**SHORT TASK**
Show every line in the records below that contains the word "plaid", copying each such line in full.

================

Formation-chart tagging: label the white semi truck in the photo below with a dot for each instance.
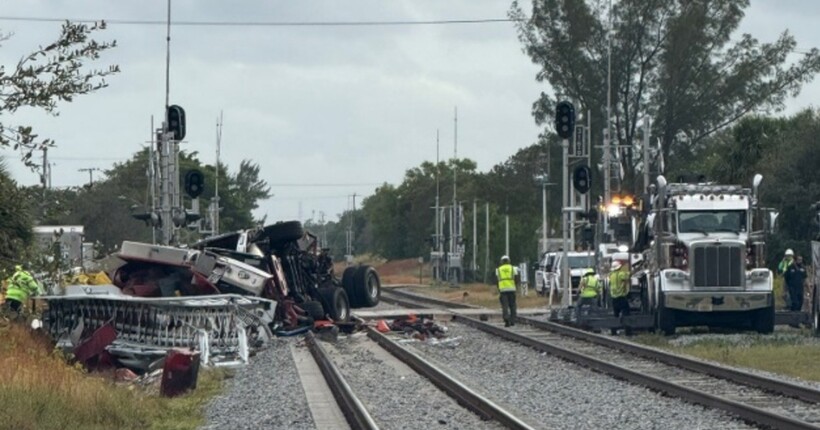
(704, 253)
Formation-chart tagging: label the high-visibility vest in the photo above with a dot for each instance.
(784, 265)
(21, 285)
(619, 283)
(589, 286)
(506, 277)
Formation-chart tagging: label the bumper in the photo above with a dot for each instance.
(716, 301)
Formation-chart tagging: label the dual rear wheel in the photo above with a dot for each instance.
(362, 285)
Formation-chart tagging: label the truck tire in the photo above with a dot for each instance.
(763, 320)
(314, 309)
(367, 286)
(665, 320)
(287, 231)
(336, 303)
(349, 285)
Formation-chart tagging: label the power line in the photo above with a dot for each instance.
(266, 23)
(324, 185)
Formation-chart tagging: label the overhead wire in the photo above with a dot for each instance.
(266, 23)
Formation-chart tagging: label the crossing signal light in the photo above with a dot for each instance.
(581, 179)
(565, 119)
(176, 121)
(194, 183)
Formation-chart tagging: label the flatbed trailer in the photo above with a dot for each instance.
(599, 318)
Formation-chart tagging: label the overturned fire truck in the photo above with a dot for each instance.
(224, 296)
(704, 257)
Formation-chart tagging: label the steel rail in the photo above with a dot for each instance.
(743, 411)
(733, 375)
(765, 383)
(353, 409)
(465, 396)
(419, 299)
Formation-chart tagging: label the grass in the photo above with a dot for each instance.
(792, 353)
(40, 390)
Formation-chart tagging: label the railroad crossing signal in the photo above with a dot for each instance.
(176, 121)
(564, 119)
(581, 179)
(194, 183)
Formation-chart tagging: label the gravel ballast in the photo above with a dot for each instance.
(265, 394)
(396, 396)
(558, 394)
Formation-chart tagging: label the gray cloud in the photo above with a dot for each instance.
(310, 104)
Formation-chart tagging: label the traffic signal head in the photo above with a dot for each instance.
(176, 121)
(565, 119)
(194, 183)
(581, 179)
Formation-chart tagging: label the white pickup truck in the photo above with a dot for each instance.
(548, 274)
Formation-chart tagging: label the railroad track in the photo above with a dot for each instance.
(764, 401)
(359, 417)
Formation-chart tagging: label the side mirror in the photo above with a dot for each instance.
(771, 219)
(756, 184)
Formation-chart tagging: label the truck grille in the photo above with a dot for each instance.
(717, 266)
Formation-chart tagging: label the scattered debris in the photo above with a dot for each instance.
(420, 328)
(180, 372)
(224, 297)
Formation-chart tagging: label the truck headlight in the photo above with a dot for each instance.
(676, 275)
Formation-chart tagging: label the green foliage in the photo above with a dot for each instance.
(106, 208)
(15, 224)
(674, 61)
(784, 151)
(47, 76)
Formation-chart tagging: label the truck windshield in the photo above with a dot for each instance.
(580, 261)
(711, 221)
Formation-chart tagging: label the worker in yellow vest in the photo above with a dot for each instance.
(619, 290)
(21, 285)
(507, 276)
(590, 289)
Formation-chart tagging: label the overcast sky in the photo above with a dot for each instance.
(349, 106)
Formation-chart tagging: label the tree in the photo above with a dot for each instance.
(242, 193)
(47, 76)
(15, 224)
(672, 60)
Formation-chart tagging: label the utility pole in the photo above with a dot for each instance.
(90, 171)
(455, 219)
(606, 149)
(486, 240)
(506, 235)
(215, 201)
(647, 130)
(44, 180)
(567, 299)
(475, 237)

================

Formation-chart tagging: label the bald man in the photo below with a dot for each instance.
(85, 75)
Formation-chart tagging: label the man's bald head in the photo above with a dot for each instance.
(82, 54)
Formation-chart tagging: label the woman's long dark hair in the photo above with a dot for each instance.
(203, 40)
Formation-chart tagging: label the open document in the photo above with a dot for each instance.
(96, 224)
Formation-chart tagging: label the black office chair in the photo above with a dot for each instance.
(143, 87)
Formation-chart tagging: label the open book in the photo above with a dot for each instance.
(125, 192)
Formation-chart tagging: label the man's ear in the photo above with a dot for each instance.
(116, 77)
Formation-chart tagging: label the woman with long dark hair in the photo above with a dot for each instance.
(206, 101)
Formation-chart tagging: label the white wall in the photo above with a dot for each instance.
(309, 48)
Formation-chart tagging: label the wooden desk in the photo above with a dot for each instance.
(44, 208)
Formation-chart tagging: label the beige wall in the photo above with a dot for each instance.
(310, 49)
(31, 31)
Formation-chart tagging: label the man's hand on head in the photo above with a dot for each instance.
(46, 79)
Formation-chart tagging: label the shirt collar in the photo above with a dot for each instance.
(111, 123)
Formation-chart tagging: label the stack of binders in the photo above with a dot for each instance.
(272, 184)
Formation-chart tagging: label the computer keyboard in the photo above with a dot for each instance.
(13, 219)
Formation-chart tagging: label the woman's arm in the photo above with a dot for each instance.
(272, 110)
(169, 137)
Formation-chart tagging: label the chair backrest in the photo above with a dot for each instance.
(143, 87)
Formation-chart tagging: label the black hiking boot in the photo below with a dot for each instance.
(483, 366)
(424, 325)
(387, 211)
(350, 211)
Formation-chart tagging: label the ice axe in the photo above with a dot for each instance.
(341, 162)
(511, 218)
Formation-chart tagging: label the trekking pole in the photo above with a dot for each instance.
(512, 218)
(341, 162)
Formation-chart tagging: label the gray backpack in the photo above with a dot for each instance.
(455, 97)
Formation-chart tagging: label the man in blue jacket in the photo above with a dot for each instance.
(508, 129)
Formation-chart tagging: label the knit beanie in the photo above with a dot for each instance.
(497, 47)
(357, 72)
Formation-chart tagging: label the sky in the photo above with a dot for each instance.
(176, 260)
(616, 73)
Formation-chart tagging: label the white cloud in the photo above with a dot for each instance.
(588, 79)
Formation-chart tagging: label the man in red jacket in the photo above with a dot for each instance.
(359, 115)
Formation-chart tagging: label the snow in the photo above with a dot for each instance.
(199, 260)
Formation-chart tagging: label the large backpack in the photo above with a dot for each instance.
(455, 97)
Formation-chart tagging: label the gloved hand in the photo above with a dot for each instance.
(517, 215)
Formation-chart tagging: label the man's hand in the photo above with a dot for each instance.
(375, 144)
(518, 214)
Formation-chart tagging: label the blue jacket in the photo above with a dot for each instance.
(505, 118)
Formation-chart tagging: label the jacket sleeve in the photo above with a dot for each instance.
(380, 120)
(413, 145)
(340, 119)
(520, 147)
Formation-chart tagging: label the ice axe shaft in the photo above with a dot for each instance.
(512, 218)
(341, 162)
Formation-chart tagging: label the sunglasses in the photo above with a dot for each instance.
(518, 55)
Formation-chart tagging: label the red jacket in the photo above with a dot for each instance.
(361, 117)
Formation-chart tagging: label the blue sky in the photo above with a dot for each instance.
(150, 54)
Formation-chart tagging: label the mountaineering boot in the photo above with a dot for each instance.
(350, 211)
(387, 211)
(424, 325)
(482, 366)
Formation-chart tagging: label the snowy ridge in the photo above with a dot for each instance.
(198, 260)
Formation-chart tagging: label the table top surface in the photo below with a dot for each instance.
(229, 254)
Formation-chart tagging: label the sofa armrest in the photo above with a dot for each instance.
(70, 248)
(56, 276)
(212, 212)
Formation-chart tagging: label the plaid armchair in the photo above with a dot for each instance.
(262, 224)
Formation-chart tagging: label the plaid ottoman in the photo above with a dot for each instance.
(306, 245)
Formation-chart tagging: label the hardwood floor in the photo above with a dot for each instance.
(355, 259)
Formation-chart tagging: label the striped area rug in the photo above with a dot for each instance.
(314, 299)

================

**SOLUTION**
Formation-chart tagging: label the plaid armchair in the photo above with a dot for each instance.
Formation-chart tagging: label the plaid ottoman in the photo above with a dot for each instance.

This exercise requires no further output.